• Exercise instructions: Starting at the line that contains "the dog's paw", restate each line word for word through the final line of the data, keeping both ends.

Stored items
══════════
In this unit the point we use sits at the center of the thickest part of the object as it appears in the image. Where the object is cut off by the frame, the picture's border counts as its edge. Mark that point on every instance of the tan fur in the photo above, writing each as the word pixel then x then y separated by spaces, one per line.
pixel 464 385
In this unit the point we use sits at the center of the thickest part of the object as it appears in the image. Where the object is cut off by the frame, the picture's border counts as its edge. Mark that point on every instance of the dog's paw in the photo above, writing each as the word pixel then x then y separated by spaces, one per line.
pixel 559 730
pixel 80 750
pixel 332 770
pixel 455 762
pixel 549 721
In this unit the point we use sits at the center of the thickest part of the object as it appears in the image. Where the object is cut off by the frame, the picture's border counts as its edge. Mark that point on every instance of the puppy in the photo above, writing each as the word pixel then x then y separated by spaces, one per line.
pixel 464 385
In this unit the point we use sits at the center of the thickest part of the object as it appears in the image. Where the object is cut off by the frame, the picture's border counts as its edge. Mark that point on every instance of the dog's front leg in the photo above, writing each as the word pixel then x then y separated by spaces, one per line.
══════════
• Solution to this task:
In this unit the point we use sits at the center of the thickest part of the object as it appears in the image. Where the object is cut off by the frame, the picture's border counts as its edge. Mark that point on every instance of the dog's paw in the photo above, writing each as the word pixel then x then y separated by spaces, one per line.
pixel 559 730
pixel 80 750
pixel 332 770
pixel 455 762
pixel 549 721
In this unit the point we use sits at the center of the thickest part of the object as it appears in the image. Where the object is cut off by the frame, the picture's border counts as its edge. Mark that point on every instance of the puppy in the photo above, writing each as the word pixel then x then y separated by spaces, one per line.
pixel 464 385
In this unit the point we use sits at the center of the thickest part of the object as it appears in the image. Where the object is cut off by the frame, the picture's border counts as its edge. Mark that point on every instance of the dog's front leg in the photo above, writing each as the word pixel then x then y separated by spaces, one per line.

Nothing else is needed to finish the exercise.